### [Work required]
Find every line below that contains the word "head", and copy each of those lines in full.

### [Working data]

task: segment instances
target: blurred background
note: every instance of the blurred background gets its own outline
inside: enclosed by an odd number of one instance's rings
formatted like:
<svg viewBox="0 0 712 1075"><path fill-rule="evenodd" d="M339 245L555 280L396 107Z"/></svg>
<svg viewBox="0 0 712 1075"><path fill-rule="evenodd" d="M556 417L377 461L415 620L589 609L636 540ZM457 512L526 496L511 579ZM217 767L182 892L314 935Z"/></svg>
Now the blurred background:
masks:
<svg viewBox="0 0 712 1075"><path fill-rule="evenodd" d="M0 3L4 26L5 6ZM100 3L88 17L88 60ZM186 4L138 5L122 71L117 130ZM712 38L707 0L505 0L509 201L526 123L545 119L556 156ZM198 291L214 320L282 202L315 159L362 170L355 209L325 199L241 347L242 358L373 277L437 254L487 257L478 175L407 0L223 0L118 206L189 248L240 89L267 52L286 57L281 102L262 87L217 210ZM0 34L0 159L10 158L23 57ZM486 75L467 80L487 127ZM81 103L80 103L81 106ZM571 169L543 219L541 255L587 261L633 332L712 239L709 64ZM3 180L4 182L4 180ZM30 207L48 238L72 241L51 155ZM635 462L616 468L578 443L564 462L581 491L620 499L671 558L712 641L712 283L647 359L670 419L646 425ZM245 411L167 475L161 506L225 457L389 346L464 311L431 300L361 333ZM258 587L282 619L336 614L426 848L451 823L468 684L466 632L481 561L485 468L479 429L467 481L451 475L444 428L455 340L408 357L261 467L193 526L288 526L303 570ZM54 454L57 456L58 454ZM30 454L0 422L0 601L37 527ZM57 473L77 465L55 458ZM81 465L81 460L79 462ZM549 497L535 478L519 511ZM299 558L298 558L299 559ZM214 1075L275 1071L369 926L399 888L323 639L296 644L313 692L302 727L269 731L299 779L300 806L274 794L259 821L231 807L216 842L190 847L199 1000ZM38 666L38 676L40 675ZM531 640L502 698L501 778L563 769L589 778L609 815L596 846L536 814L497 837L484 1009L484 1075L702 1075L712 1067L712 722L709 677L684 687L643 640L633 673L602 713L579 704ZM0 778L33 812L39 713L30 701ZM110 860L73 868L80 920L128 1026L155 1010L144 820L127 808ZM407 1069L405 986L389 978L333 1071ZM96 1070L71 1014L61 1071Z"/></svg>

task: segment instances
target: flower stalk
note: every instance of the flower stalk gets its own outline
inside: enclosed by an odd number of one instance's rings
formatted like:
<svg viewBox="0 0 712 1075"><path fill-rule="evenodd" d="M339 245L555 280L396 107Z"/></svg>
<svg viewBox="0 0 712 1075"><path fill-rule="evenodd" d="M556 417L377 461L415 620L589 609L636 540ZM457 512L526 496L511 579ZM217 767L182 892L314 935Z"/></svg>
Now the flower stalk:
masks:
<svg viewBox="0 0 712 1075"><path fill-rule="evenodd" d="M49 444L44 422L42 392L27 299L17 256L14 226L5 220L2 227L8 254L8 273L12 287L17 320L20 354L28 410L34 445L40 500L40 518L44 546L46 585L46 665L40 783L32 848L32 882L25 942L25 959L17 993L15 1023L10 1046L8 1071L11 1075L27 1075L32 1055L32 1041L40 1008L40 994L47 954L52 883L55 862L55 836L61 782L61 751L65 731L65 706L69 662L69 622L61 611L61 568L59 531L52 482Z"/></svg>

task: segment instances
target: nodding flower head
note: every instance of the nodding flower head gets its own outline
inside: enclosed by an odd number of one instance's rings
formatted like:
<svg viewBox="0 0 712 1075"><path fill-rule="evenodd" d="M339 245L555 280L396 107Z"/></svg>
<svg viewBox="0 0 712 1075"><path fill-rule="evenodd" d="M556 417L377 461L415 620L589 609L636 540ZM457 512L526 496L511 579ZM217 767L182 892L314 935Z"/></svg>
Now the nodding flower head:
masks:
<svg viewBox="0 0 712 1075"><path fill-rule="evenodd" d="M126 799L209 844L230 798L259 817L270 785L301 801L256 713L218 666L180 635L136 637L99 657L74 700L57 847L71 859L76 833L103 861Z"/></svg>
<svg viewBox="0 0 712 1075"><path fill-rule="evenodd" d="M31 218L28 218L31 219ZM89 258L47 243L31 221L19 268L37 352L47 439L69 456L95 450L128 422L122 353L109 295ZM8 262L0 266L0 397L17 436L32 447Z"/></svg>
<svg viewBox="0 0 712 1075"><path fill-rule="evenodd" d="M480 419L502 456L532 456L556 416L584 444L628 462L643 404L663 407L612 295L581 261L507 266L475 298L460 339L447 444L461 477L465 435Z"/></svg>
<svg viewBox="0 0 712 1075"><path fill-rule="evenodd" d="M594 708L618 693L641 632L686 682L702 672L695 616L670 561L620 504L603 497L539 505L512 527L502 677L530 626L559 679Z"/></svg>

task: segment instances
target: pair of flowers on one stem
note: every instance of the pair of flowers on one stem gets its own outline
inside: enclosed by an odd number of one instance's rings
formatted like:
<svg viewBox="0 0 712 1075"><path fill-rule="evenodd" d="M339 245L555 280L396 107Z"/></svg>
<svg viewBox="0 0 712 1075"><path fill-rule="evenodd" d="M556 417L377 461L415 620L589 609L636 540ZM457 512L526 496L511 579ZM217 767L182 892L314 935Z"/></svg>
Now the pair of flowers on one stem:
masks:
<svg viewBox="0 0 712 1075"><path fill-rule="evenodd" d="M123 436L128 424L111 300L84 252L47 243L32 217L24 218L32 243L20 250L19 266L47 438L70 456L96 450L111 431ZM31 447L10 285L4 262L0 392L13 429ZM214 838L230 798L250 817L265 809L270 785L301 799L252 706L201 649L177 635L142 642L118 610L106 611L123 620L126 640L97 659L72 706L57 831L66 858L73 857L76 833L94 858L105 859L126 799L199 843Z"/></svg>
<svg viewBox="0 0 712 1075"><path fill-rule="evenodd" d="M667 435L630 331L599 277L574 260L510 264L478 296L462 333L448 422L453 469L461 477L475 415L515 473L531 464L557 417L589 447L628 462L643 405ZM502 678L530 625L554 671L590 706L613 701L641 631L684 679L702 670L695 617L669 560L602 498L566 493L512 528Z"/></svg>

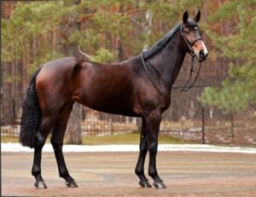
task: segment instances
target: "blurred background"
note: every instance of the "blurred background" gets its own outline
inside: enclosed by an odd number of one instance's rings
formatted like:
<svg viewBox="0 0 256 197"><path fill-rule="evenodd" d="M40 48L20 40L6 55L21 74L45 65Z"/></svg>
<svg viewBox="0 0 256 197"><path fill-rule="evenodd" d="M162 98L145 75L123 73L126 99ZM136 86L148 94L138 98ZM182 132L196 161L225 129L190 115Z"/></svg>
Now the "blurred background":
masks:
<svg viewBox="0 0 256 197"><path fill-rule="evenodd" d="M254 0L5 1L1 9L2 142L18 142L22 103L37 67L64 56L113 62L138 55L185 10L193 18L200 9L210 54L190 90L172 90L160 142L256 146ZM189 61L188 54L174 86L187 82ZM138 143L140 124L75 104L66 142Z"/></svg>

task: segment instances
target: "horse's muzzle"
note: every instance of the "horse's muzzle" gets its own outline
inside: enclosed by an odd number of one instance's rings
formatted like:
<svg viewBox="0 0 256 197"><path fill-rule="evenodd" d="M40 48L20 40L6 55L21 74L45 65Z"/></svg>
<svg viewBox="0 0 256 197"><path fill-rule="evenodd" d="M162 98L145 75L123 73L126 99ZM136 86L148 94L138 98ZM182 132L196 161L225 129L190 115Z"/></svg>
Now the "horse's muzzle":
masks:
<svg viewBox="0 0 256 197"><path fill-rule="evenodd" d="M207 60L207 55L208 55L208 52L201 49L197 55L197 59L200 62L201 62Z"/></svg>

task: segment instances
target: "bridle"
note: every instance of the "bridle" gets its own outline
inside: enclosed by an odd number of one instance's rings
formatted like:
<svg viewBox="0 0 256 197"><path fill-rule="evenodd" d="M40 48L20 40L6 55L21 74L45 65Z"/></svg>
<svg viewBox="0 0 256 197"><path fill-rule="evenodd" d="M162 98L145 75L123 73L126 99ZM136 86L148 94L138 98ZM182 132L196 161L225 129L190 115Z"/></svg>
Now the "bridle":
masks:
<svg viewBox="0 0 256 197"><path fill-rule="evenodd" d="M189 43L189 41L188 41L188 39L187 39L187 38L186 38L185 35L184 35L184 32L183 32L183 28L184 28L184 26L185 26L185 25L183 25L183 23L181 23L181 25L180 25L180 30L179 30L179 31L181 32L181 34L182 34L182 36L183 36L183 38L185 43L187 44L188 48L189 48L189 50L190 50L191 56L195 56L195 50L192 49L192 47L194 46L194 44L195 44L197 41L199 41L199 40L203 41L203 38L202 38L201 37L198 37L196 39L195 39L192 43Z"/></svg>
<svg viewBox="0 0 256 197"><path fill-rule="evenodd" d="M193 73L193 72L194 72L194 65L193 65L193 63L194 63L194 58L195 58L195 50L192 49L192 47L193 47L193 45L194 45L197 41L199 41L199 40L202 40L202 41L203 41L203 38L202 38L201 37L198 37L196 39L195 39L192 43L189 43L189 41L188 41L188 39L187 39L187 38L186 38L185 35L184 35L184 32L183 32L183 28L184 28L184 26L185 26L185 25L183 25L183 24L181 22L181 25L180 25L180 30L179 30L179 31L180 31L180 32L181 32L181 34L182 34L182 36L183 36L183 38L185 43L187 44L188 48L189 48L189 50L190 50L190 55L191 55L190 73L189 73L189 79L188 79L186 84L184 85L184 87L183 87L182 89L177 88L177 87L172 87L172 88L175 89L175 90L179 90L179 92L188 91L189 90L190 90L190 89L194 86L194 84L195 84L195 82L196 82L196 80L197 80L197 78L198 78L198 76L199 76L199 73L200 73L200 70L201 70L201 63L199 62L199 68L198 68L196 76L195 76L195 78L193 83L192 83L190 85L188 86L188 84L189 84L189 81L190 81L190 79L191 79L192 73Z"/></svg>
<svg viewBox="0 0 256 197"><path fill-rule="evenodd" d="M186 84L183 87L183 88L178 88L178 87L174 87L172 86L172 89L175 89L175 90L179 90L179 92L183 92L183 91L188 91L189 90L190 90L194 84L195 84L197 78L198 78L198 76L199 76L199 73L200 73L200 70L201 70L201 63L200 62L200 66L199 66L199 68L198 68L198 71L197 71L197 73L196 73L196 76L193 81L193 83L190 84L190 85L188 85L190 79L191 79L191 77L192 77L192 73L194 72L194 66L193 66L193 62L194 62L194 58L195 56L195 50L192 49L193 45L199 40L203 40L201 37L199 37L197 38L196 39L195 39L193 42L191 42L190 43L189 43L187 38L185 37L184 35L184 32L183 32L183 27L185 26L185 25L183 24L183 22L181 22L180 24L180 29L179 29L179 32L181 32L182 36L183 36L183 38L185 42L185 43L187 44L188 48L190 50L190 55L191 55L191 62L190 62L190 74L189 74L189 79L186 83ZM151 77L151 75L149 74L149 72L146 67L146 63L145 63L145 61L144 61L144 58L143 58L143 54L141 54L141 58L142 58L142 61L143 61L143 67L146 71L146 73L147 75L148 76L150 81L152 82L153 85L154 86L154 88L161 94L161 95L164 95L164 93L159 89L159 87L155 84L155 83L154 82L153 80L153 78Z"/></svg>

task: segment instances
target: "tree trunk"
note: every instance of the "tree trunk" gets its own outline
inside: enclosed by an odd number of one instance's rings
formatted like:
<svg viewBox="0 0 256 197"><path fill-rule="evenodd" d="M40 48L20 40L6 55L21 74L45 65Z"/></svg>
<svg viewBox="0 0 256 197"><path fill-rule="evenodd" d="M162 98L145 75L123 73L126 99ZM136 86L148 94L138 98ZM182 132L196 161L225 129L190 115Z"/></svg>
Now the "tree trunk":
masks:
<svg viewBox="0 0 256 197"><path fill-rule="evenodd" d="M79 0L69 0L65 2L67 6L73 4L79 4ZM76 29L79 30L79 26L76 23L76 18L72 14L69 15L70 26L68 27L67 32L70 33ZM65 51L71 56L76 56L77 46L73 44L67 43ZM73 107L73 111L70 114L69 120L67 127L67 143L68 144L81 144L82 143L82 107L80 104L75 102Z"/></svg>
<svg viewBox="0 0 256 197"><path fill-rule="evenodd" d="M82 144L82 107L77 102L69 116L66 140L67 144Z"/></svg>

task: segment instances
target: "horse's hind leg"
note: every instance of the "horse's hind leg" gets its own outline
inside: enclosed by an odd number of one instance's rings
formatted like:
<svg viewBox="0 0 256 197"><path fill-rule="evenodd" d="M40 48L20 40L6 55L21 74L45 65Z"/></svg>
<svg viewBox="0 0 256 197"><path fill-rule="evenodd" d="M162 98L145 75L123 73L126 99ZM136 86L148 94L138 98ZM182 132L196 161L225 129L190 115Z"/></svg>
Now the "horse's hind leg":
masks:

### [Exercise response]
target: nodding flower head
note: every instance of the nodding flower head gets its own outline
Now the nodding flower head:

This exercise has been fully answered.